> [Brief] Write out, unchanged, the lines from the one holding "Would you mind annotating the dirt" to the close of the listing. Both the first and last lines belong in it.

> [Data rows]
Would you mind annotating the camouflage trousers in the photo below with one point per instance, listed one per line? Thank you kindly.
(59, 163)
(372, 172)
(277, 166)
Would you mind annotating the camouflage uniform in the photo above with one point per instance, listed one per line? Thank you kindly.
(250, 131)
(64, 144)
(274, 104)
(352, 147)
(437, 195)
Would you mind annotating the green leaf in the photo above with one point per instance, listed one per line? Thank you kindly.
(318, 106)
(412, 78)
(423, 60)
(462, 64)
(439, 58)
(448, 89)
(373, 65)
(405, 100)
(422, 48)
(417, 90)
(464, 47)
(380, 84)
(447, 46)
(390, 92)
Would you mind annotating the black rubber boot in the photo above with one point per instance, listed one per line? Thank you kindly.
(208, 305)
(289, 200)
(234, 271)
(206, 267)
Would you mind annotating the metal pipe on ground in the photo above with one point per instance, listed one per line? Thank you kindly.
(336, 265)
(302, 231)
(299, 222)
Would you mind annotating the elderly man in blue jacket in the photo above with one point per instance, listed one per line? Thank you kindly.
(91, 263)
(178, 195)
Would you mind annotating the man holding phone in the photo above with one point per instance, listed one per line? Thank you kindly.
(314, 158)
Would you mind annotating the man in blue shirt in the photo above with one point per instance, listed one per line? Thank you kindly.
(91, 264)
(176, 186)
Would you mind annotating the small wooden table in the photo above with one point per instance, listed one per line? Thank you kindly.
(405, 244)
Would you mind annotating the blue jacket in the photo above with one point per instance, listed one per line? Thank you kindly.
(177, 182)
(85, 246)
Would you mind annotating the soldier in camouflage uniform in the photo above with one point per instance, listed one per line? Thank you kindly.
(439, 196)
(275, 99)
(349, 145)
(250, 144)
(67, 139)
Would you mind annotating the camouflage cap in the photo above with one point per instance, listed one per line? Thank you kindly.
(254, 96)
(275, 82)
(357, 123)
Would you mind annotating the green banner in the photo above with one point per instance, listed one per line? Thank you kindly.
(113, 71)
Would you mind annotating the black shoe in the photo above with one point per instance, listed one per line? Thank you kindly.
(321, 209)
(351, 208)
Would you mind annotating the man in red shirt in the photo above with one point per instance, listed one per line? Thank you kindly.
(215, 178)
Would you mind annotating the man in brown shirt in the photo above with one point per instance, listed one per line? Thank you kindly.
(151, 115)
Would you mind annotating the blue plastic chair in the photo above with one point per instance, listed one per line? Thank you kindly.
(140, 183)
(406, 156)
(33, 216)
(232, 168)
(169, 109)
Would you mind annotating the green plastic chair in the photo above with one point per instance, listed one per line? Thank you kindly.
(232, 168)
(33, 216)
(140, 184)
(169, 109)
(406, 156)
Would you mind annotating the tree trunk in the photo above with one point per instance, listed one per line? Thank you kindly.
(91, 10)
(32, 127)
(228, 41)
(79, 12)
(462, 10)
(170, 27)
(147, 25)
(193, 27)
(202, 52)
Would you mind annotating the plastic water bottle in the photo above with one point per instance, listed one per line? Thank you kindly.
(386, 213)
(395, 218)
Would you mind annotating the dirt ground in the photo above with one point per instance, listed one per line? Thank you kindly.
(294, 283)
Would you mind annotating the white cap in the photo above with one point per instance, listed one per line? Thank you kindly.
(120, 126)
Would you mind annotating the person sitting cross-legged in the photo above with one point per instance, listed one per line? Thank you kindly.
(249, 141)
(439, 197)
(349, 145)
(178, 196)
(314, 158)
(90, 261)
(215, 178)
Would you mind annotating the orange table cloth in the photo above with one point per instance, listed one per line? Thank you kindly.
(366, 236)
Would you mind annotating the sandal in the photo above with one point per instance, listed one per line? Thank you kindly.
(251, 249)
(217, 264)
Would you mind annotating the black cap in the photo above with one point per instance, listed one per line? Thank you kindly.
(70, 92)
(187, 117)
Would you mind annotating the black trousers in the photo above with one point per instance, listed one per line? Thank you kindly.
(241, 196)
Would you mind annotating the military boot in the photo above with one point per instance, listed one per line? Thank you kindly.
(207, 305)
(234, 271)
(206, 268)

> [Expected answer]
Would you mind annotating the dirt ground in the photo above with one point per instance, listed one per line? Thank you kindly.
(294, 283)
Would you mind annotating the white cap in the photo above with one point per instance, listed one per line? Thank you kindly.
(120, 126)
Would you mind annotating the person sitting cross-legged in the photo above with one point per instance, listed one per line? Thank you kindly.
(249, 141)
(439, 197)
(349, 145)
(178, 196)
(314, 158)
(90, 261)
(215, 178)
Would you mind annotating the orange table cloth in the photo above with one point per instance, listed one per line? Thank you kindly.
(366, 236)
Would you mind annotating the sandal in the photo above with one point per instance, listed one per line? Thank you kindly.
(251, 249)
(217, 264)
Would you mind annotating the black cap in the photo above with one point per instance, listed one per line? Thank you kindly.
(70, 92)
(187, 117)
Would you mind annotating the black trousers in the photo above with one point per instance, listed one per line? Thank you kindly.
(241, 196)
Would you mind annotating the military boot in the photo above with one point per instance, listed one per line? Thank you kindly.
(207, 305)
(234, 271)
(206, 268)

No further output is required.